Rowing To Kabul

He started a rowing club in Iraq and forged a national rowing program from scratch in rugged, landlocked Afghanistan.

In June 2012, on the western outskirts of Kabul, a group of Taliban fighters strapped with explosives stormed a lakeside resort popular with foreigners and wealthy Afghans. Incensed by rumors of drinking, dancing, and prostitution, they shot diners at their tables and rounded up hostages, with some guests leaping into Lake Qargha to escape. A 13-hour battle with Afghan and NATO forces left 25 people dead, including 15 hotel guests, several security guards, a policeman, and the militants.

Not the best place to introduce a sport favored by America’s privileged class, but it’s on these waters, not far from the bullet-scarred Spozhmai Hotel, that a strapping blond American named Matt Trevithick wants to launch a national rowing program. In a mountainous, war-torn country with no history of open-water sports and a simmering hostility toward the West, the 6-foot-4 oarsman would seem to have his work cut out for him. But Trevithick doesn’t worry about things the way most people do.

“The Taliban were attacking a specific target, a hotel believed to be hosting a party with alcohol,” says Trevithick (CGS’06, CAS’08), who has lived in Kabul for the past two and a half years. “Their attacks are almost always about sending messages. What message does massacring athletes send? Afghans are very proud of their national athletes.”

A competitive rower with a silver medal from the 2008 Head of the Charles Regatta, Trevithick understands the thrill of athletic pride. Several of his BU boat mates rowed in the 2008 Beijing Olympics, and one brought home gold from last summer’s London games. But more important, Trevithick understands that making Afghan rowing a reality is going to take the right partners and a lot of coordination and effort. And, apparently, the capacity to dream big. Trevithick says he plans to teach Afghan athletes not only how to catch and drive, square and feather, but also to execute all of those things at the Olympic level, perhaps as early as the 2016 games in Rio de Janeiro.

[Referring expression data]
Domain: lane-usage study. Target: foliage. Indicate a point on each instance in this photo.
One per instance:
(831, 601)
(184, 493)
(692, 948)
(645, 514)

Explore the material:
[1] Duplicate the stretch of the article about rowing in Afghanistan from "Not the best" through "most people do.".
[2] Translate this sentence from the article about rowing in Afghanistan into Spanish: "But Trevithick doesn’t worry about things the way most people do."
The records are material apart from the article about rowing in Afghanistan.

Answers:
[1]
Not the best place to introduce a sport favored by America’s privileged class, but it’s on these waters, not far from the bullet-scarred Spozhmai Hotel, that a strapping blond American named Matt Trevithick wants to launch a national rowing program. In a mountainous, war-torn country with no history of open-water sports and a simmering hostility toward the West, the 6-foot-4 oarsman would seem to have his work cut out for him. But Trevithick doesn’t worry about things the way most people do.

[2] Pero Trevithick no se preocupa por las cosas como lo hace la mayoría de la gente.